* ФРАГМЕНТ ТЕКСТА
◆ ◆ ◆ ◆

Легкой руки требует и искусство, если хочешь преуспеть в нем. Однако для этого оно должно быть свободно от обременительного гнета самоутверждения; лишь тогда оно разворачивается во всей своей широте, когда человек не ставит все на одну карту. Кто жертвенно подчиняет все свое существование искусству и ищет в нем собственную внутреннюю правду и возможность полностью самореализоваться, тот взваливает на себя новый груз, под тяжестью которого может сломаться. Гофман познает это на собственной шкуре. Как композитор он не достигнет того, что мысленно представляется ему, и именно потому, что от музыки он ждет слишком многого, чтобы не сказать — всего; она должна была стать способом реализации его «подлинной» жизни. При таком притязании на карту ставится слишком много, а именно — вся жизнь. Когда действуешь подобным образом, рука не может быть легкой. Скованность не оставляет надежды на успех.
Сочинению музыки Гофман придает слишком большое значение — не так, как писательству, которое остается для него чем-то второстепенным, чем он занимается играючи, легкой рукой. Поэтому-то в литературе и выпадает на его долю большой успех, какого не довелось познать ему как исполнителю и композитору.

◆ ◆ ◆ ◆

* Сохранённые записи
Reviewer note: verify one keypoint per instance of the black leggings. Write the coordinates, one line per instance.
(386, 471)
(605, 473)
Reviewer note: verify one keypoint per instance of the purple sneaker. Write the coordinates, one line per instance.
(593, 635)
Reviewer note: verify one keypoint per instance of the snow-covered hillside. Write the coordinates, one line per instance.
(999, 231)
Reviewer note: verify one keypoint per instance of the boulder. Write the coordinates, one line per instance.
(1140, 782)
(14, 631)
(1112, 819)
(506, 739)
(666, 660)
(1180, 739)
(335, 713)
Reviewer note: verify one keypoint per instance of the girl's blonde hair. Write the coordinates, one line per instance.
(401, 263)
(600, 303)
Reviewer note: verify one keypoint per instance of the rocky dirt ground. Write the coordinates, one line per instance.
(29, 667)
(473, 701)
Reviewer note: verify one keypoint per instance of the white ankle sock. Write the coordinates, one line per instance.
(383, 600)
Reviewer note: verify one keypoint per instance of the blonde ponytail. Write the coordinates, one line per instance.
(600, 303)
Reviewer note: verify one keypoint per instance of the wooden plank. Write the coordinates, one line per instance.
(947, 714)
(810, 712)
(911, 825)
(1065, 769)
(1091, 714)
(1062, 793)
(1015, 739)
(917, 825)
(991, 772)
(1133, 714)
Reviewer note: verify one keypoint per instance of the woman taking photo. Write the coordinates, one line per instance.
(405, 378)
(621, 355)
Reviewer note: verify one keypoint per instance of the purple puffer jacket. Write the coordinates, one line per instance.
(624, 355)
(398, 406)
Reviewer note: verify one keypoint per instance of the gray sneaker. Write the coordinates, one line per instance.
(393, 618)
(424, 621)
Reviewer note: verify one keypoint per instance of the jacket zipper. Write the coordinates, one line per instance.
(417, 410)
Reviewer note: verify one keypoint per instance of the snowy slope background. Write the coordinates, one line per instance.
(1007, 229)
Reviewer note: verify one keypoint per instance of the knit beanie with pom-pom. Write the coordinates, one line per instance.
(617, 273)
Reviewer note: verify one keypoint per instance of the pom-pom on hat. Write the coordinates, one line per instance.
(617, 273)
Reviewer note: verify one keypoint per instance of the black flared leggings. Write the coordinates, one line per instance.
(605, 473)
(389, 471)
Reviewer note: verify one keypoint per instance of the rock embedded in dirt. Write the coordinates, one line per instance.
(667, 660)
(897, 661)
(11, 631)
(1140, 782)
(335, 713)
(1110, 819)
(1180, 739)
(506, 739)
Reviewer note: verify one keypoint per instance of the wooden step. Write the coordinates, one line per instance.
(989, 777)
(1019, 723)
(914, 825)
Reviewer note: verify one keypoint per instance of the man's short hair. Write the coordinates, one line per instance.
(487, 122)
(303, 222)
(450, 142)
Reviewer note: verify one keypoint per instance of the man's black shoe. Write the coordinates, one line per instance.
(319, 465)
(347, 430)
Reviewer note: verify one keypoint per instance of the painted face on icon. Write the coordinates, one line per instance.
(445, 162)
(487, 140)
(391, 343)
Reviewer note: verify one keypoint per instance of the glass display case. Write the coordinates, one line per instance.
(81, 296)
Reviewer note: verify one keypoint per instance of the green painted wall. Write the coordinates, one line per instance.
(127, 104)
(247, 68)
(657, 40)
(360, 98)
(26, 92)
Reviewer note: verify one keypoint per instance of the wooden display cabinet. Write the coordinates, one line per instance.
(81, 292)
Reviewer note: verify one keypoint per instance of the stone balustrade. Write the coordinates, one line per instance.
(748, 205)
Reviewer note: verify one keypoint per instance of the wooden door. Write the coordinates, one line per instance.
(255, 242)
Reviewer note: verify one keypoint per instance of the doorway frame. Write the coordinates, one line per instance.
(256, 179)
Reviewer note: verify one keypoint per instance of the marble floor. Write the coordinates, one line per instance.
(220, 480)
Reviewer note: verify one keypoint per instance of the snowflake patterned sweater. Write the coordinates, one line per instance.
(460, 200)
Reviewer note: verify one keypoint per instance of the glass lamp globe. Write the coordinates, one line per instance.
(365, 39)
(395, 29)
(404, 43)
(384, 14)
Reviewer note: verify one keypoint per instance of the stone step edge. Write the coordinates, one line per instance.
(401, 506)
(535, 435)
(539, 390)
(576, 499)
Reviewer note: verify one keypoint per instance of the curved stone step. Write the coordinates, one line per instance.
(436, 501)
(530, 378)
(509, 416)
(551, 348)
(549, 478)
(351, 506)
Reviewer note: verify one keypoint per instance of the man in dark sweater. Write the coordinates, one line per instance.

◆ ◆ ◆ ◆

* ЗАДАНИЕ
Пожалуйста, ответьте по тексту о Гофмане на три вопроса:
1. Чего требует искусство от того, кто хочет в нем преуспеть?
2. Способом реализации чего должна была стать для Гофмана музыка?
3. В какой области на долю Гофмана выпадает большой успех?
Записи здесь никак не используются.

* ВАШ ОТВЕТ
1. Легкой руки.
2. Его «подлинной» жизни.
3. В литературе.